Questions on the material:
a – Please set down word for word the part of the Minecraft passage below that opens with the words containing "Crafting a diamond" and closes with "in the sequence.".
b – Take the Minecraft passage below further, going on from its final sentence.

Text under study:

* * *

As foundation model data increases, we generally see an increase in crafting ability, and only at the largest data scale do we see the emergence of stone tool crafting.
Fine-tuning with reinforcement learning
When it is possible to specify a reward function, reinforcement learning (RL) can be a powerful method for eliciting high, potentially even super-human, performance. However, many tasks require overcoming hard exploration challenges, and most RL methods tackle these with random exploration priors, e.g. models are often incentivized to act randomly via entropy bonuses. The VPT model should be a much better prior for RL because emulating human behavior is likely much more helpful than taking random actions. We set our model the challenging task of collecting a diamond pickaxe, an unprecedented capability in Minecraft made all the more difficult when using the native human interface.
Crafting a diamond pickaxe requires a long and complicated sequence of subtasks. To make this task tractable, we reward agents for each item in the sequence.

* * *

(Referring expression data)
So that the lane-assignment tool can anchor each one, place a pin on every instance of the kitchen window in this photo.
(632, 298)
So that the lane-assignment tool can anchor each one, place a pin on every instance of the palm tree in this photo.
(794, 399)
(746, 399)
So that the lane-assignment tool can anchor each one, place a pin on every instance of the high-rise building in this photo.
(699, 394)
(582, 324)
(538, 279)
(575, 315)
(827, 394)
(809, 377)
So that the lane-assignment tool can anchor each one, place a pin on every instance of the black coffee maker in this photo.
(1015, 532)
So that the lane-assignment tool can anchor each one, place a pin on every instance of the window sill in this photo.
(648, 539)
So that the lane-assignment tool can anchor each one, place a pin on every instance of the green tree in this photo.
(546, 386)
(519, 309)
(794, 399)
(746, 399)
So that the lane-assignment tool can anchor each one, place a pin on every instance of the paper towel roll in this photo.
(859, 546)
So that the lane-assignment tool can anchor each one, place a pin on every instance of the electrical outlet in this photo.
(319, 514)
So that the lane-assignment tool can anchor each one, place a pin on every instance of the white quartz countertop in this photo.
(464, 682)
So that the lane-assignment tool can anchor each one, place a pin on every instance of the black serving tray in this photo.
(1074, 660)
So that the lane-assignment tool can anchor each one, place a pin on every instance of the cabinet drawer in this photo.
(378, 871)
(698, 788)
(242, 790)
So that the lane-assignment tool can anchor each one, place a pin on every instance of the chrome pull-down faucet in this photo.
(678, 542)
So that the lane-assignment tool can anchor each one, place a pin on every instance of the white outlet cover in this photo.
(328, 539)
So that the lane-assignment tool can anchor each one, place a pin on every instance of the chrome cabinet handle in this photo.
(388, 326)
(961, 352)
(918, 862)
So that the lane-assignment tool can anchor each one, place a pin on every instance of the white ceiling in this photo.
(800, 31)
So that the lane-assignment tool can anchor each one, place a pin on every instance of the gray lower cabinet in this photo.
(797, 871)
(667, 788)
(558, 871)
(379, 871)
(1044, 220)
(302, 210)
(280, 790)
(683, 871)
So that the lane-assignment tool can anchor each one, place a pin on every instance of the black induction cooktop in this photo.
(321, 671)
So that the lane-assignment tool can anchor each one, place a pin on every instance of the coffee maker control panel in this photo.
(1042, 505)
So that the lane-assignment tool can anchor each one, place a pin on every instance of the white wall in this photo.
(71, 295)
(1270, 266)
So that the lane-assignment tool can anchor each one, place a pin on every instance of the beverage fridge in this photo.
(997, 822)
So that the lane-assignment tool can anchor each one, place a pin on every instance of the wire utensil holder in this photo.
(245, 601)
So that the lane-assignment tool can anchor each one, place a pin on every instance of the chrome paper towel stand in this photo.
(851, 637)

* * *

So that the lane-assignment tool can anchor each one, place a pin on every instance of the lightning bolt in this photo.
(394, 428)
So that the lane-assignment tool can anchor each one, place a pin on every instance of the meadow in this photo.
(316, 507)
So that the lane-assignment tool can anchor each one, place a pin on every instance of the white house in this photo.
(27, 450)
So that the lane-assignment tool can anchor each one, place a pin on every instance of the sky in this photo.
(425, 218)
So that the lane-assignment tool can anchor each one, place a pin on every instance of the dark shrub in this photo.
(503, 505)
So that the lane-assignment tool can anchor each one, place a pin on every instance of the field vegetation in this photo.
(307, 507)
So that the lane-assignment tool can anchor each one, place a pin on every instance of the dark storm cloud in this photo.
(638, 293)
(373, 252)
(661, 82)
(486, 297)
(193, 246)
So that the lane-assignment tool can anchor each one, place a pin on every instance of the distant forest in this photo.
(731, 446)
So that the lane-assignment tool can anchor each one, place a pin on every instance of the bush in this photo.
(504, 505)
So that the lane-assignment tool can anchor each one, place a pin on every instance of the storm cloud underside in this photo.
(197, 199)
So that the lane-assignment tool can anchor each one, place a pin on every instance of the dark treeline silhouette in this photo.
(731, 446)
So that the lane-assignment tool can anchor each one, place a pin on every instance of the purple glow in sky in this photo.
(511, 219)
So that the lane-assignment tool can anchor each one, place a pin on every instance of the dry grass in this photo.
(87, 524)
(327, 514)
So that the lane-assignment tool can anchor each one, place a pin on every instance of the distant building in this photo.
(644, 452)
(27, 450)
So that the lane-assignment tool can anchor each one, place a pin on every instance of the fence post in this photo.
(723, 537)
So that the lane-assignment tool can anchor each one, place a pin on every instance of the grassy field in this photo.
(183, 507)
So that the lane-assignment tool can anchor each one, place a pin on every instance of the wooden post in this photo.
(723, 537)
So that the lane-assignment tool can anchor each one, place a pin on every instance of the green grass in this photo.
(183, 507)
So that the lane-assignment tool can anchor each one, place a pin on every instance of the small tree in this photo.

* * *

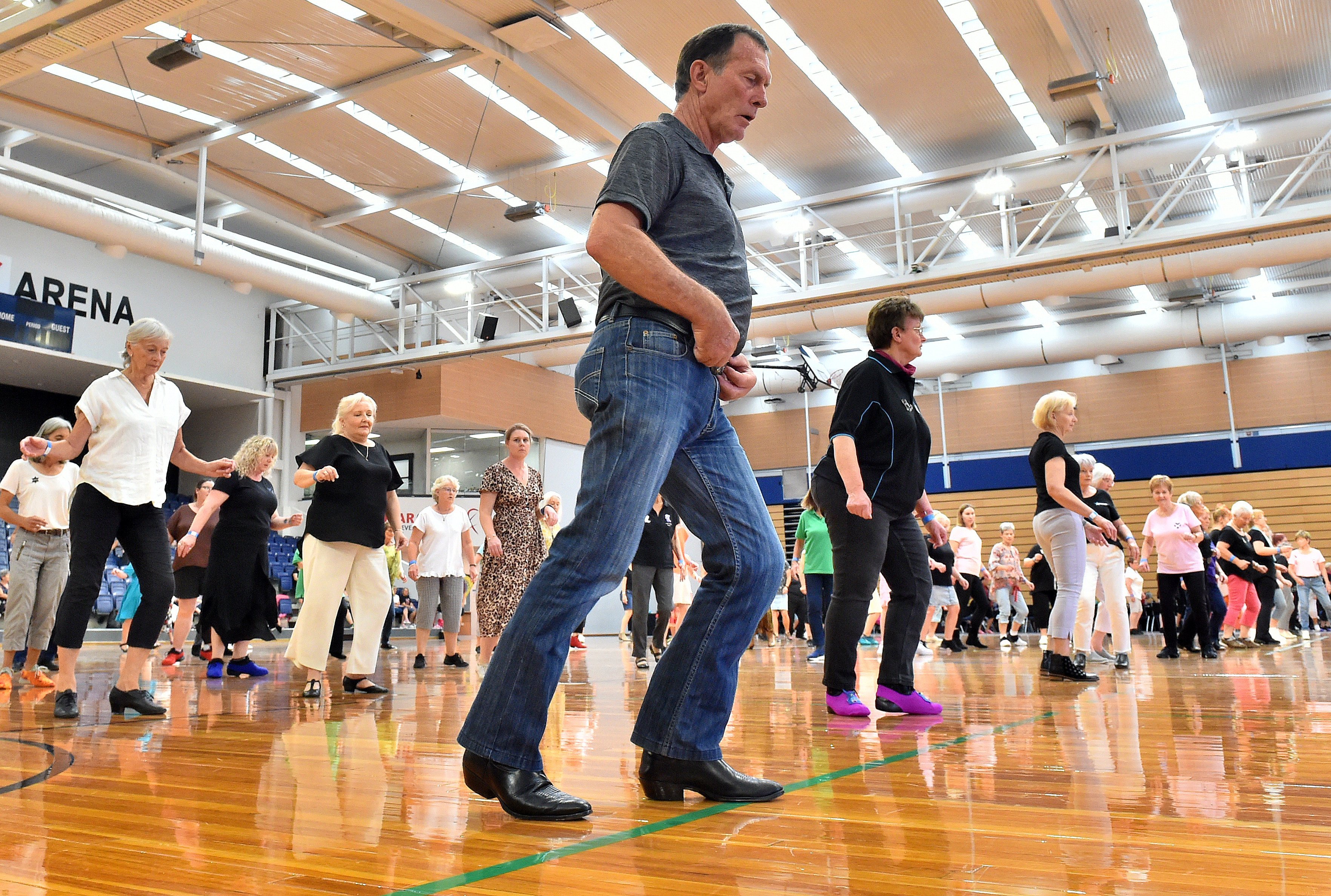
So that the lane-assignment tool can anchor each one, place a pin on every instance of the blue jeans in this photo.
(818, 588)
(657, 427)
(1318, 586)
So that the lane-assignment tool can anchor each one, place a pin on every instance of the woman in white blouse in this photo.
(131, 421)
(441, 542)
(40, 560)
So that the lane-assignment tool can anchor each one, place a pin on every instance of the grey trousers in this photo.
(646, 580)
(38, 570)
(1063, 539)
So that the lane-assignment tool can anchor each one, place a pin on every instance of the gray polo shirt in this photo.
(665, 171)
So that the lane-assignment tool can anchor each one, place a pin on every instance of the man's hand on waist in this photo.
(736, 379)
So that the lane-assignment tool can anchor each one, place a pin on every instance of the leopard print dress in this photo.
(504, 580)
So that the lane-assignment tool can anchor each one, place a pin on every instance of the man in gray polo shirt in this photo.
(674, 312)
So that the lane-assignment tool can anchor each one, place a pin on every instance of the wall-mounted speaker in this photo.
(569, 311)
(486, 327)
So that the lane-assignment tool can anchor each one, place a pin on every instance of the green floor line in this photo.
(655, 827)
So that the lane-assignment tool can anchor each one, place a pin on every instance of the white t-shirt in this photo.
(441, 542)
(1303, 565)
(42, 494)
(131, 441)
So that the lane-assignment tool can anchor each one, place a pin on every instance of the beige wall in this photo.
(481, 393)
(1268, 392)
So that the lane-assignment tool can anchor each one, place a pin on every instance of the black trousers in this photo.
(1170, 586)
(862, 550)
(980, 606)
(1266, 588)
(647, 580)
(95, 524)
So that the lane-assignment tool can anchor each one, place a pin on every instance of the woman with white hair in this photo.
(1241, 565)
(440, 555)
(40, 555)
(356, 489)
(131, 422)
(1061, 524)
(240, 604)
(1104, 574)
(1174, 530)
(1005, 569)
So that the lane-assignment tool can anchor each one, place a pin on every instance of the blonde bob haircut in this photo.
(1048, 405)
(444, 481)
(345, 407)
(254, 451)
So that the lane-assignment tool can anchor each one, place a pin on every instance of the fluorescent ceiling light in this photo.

* * *

Results:
a –
Crafting a diamond pickaxe requires a long and complicated sequence of subtasks. To make this task tractable, we reward agents for each item in the sequence.

b –
We found that an RL policy trained from a random initialization (the standard RL method) barely achieves any reward, never learning to collect logs and only rarely collecting sticks. In stark contrast, fine-tuning from a VPT model not only learns to craft diamond pickaxes (which it does in 2.5% of 10-minute Minecraft episodes), but it even has a human-level success rate at collecting all items leading up to the diamond pickaxe. This is the first time anyone has shown a computer agent capable of crafting diamond tools in Minecraft, which takes humans over 20 minutes (24,000 actions) on average.
VPT paves the path toward allowing agents to learn to act by watching the vast numbers of videos on the internet. Compared to generative video modeling or contrastive methods that would only yield representational priors, VPT offers the exciting possibility of directly learning large scale behavioral priors in more domains than just language. While we only experiment in Minecraft, the game is very open-ended and the native human interface (mouse and keyboard) is very generic, so we believe our results bode well for other similar domains, e.g. computer usage.
For more information, please see our paper. We are also open sourcing our contractor data, Minecraft environment, model code, and model weights, which we hope will aid future research into VPT. Furthermore, we have partnered with the MineRL NeurIPS competition this year. Contestants can use and fine-tune our models to try to solve many difficult tasks in Minecraft. Those interested can check out the competition webpage and compete for a blue-sky prize of $100,000 in addition to a regular prize pool of $20,000. Grants are available to self-identified underrepresented groups and individuals.